>> Begin Input records

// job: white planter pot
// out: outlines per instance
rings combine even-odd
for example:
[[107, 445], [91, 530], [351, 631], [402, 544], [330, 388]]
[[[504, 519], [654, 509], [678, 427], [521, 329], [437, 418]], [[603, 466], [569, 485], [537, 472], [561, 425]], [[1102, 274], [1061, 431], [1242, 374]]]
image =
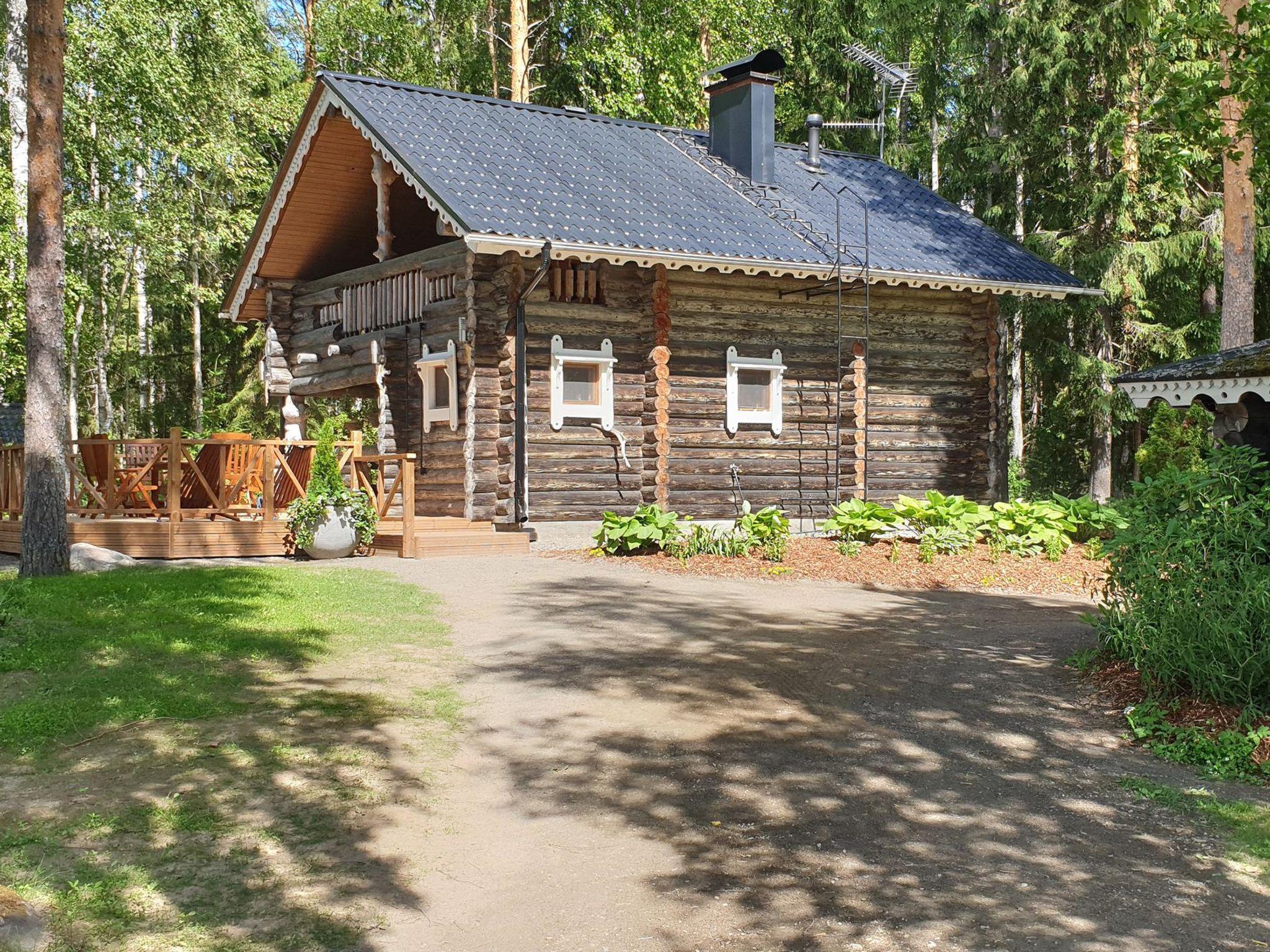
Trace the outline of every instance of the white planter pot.
[[348, 506], [326, 506], [326, 518], [314, 527], [314, 541], [305, 546], [310, 559], [344, 559], [357, 548], [357, 527]]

>> End Input records

Challenge: Rewrite the records with "planter" replaced by "flower" wherever it occurs, changing nothing else. Leave the pictures out of your answer.

Solution:
// job: white flower pot
// out: outlines per instance
rings combine even-odd
for example:
[[107, 445], [91, 530], [351, 631], [402, 544], [330, 388]]
[[[504, 519], [654, 509], [678, 427], [521, 329], [437, 418]], [[603, 466], [569, 485], [537, 472], [561, 425]], [[1102, 274], [1061, 431], [1242, 374]]]
image =
Trace the outline of every instance of the white flower pot.
[[348, 506], [326, 506], [326, 518], [314, 527], [314, 541], [305, 546], [310, 559], [344, 559], [357, 548], [357, 527]]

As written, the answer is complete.